Actions to take:
• 1. List every dataset named in the statistics exercises.
• 2. In the statistics exercises, which two variables does the hint say to interact?

Text provided:
23. Using the nhgh data, do the following
(a) Create a variable cluster plot of wt ht bmi leg arml armc waist tri sub age sex re

(b) Generate the first principle component of the variables leg, arml, ht, report the internal coefficients of the principle component.

(c) Generate the plot of generalized Spearman's rho for wt ht bmi leg arml armc waist tri sub age sex as predictors of gh.  See http://hbiostat.org/doc/rms.pdf#page=349

24. Using the support data, do the following
(a) Create the potential predictive power plot and the variable cluster plot of the following variables:

sex num_co age meanbp hrt resp bili crea sod slos dzgroup hospdead when predicting ln(totcst)

(b) Based on the output in part (a), decide if you need to combine some variables and decide how many knots to allocate to continuous variables.  Decide on a model that includes all of the variables and include a meaningful interaction of a continuous and categorical variable.  (Hint: interact slos and dzgroup).  Write the model in the following way (replacing ?? with the desired number of knots).

E[ln totcst|-] = sex + num_co + rcs(age, ??)
+ rcs(meanbp, ??) + rcs(hrt, ??)
+ ...
+ ...
+ rcs(slos, ??) + rcs(slos, ??)*dzgroup

(c) Generate residual diagnostic plots (QQ, residual by y_hat)

(d) Generate the calibration plot (y by y_hat).  Add the line of identity or the scatter plot of y by y.

(e) Generate the regression anova table with tests of no associations, tests of interaction, tests of linearity

25. This question is a continuation of the previous question
(f) Generate the DFFITS influence plot

(g) Generate the leverage plot.

(h) Calculate the mean absolute prediction error of your model.

(i) Calculate a measure of rank discrimination.

(j) Calculate the R^2 optimism.

26. Using the 2.20.Framingham data, do the following
1. Calculate the effective sample size. Determine the available degrees of freedom under the 15:1 rule.

Referring expression data
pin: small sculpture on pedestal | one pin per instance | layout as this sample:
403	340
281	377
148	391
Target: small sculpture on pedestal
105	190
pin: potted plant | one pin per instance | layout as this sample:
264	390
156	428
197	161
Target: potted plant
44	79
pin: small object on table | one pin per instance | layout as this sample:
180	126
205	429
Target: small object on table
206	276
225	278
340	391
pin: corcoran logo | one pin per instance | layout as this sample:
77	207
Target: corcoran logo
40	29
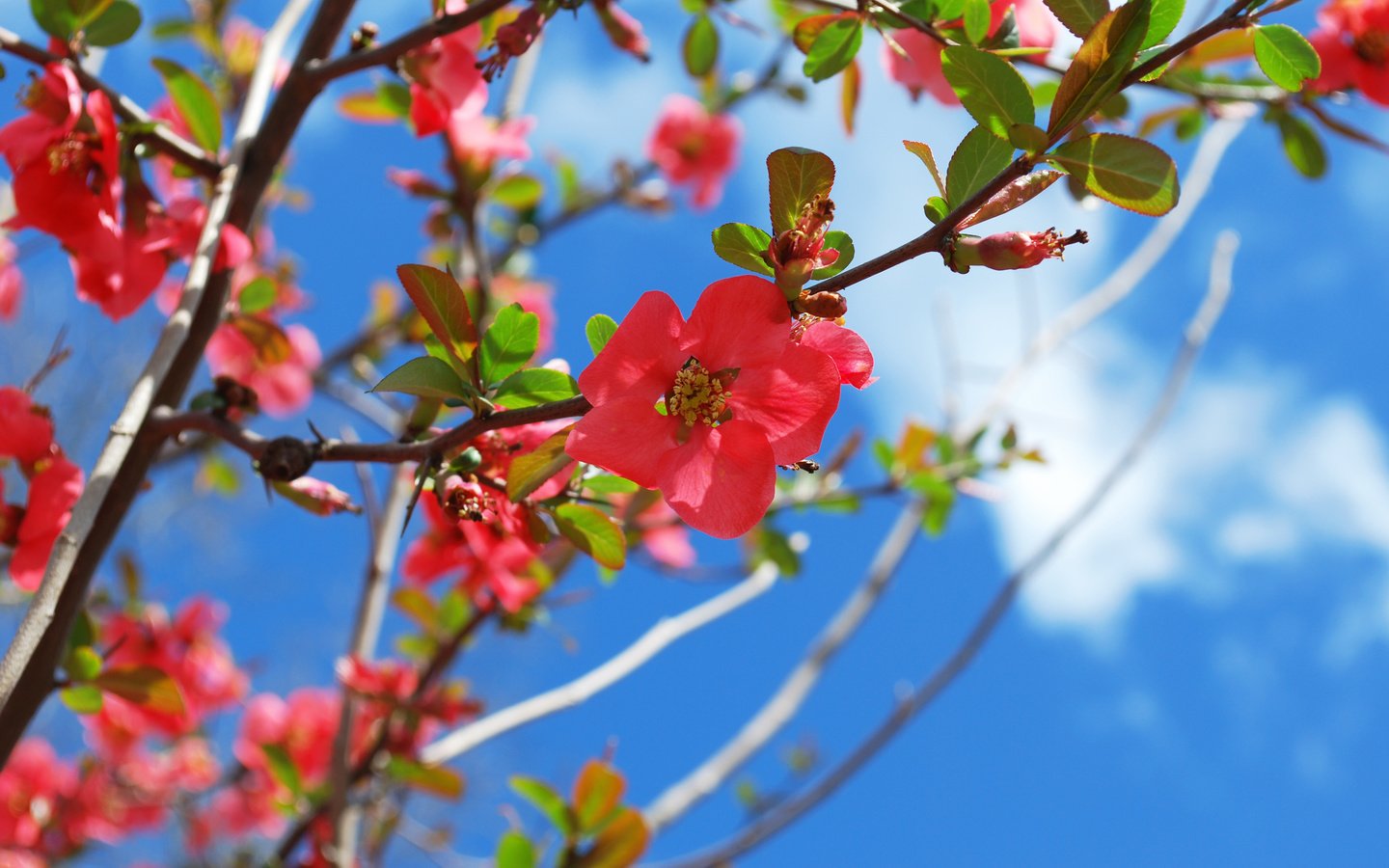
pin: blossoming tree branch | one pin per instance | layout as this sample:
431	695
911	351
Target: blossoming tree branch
701	411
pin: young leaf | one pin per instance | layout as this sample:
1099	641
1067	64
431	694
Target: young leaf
833	49
445	307
117	24
535	387
596	795
536	467
546	800
744	246
1129	173
836	240
700	46
423	376
195	103
1285	57
1078	15
592	532
599	331
922	151
991	89
1099	66
508	343
146	687
795	176
978	158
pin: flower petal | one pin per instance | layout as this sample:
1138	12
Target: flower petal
792	400
738	322
642	356
627	436
722	479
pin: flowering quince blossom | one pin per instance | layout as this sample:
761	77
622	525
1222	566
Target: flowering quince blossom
1353	43
918	68
741	397
696	148
445	82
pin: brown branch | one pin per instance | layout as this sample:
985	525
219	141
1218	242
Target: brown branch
160	139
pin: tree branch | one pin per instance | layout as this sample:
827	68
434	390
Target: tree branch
927	692
584	688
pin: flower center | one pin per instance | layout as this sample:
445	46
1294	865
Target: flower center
699	396
1373	47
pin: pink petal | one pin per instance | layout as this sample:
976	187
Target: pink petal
722	479
791	401
738	322
642	357
627	436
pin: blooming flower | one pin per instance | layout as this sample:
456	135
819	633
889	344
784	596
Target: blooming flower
739	399
1353	43
696	148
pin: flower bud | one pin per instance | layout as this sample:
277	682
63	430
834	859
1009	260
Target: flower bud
1010	250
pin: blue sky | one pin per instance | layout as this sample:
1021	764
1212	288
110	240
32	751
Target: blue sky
1196	678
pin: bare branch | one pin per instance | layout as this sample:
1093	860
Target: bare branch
783	704
928	691
584	688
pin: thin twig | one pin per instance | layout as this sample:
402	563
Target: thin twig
928	691
783	704
584	688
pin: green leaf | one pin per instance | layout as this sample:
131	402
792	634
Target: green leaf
535	387
283	770
922	151
82	665
744	246
1285	57
795	176
195	103
146	687
608	483
618	845
991	89
82	699
117	24
445	307
1163	19
977	17
599	331
515	851
833	49
700	46
592	532
434	779
508	343
1302	146
536	467
1099	66
546	800
258	296
596	793
1126	171
1078	15
423	376
979	157
518	192
838	240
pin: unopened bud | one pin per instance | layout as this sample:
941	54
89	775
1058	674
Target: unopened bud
1010	250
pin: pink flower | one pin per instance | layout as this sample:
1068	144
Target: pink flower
445	78
12	283
1353	43
739	396
284	388
694	148
52	493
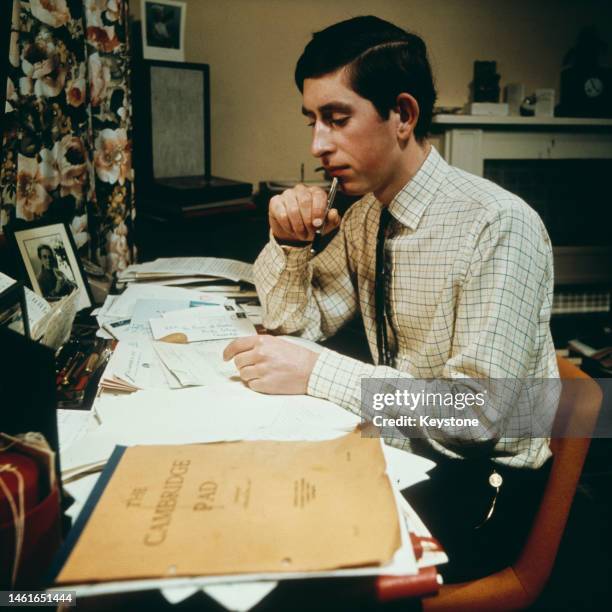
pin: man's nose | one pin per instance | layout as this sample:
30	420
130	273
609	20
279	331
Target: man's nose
322	141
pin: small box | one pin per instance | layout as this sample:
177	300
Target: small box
545	103
514	96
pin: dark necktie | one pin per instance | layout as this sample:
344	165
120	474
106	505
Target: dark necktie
380	292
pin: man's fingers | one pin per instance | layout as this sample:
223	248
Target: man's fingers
294	212
319	204
333	221
249	373
278	215
304	199
245	359
240	345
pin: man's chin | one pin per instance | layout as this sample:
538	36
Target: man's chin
354	188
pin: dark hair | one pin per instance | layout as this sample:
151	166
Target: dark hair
382	61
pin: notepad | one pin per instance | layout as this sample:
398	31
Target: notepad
239	508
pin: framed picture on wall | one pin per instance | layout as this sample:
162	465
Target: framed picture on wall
52	264
14	310
163	29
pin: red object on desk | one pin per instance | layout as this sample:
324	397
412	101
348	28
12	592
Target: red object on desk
389	588
41	529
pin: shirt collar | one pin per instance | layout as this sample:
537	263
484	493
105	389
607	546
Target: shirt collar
411	201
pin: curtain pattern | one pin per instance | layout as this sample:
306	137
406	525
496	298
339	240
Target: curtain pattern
66	152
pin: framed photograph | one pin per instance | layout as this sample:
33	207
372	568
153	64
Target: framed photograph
52	264
14	310
174	111
163	29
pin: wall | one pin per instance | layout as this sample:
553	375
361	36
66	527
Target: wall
252	46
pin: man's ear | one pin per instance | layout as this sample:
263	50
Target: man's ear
408	111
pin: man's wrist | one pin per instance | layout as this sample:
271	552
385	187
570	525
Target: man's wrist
293	243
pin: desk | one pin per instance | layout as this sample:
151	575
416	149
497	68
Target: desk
304	592
237	232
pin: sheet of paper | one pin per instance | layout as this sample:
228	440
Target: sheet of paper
197	363
209	266
123	306
243	598
257	506
37	306
135	362
201	326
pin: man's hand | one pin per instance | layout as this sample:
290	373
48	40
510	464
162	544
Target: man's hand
297	213
271	365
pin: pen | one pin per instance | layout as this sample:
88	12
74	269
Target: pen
316	243
73	368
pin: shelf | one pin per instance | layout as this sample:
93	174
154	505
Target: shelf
475	120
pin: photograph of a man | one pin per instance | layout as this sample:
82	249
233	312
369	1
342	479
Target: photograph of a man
53	282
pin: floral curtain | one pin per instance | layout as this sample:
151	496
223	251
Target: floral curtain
66	152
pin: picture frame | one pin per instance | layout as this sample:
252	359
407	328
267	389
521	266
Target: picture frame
14	310
173	111
51	263
163	29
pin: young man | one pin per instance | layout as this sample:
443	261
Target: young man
463	284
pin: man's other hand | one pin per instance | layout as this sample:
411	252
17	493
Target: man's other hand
297	213
272	365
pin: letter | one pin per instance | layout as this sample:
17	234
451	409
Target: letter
155	542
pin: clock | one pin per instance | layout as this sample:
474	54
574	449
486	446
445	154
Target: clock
586	85
593	87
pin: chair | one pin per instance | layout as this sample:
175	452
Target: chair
518	586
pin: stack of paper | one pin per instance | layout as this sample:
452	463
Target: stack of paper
228	411
205	268
49	323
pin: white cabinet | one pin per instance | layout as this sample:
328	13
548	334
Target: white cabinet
466	141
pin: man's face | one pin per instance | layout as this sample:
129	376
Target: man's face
46	259
353	142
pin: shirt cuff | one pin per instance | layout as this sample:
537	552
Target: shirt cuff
337	378
293	257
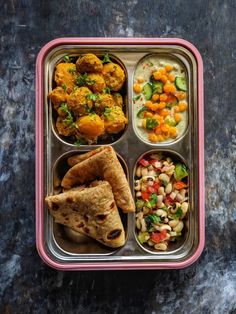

List of answers:
• 1. nhgh, support, 2.20.Framingham

• 2. slos and dzgroup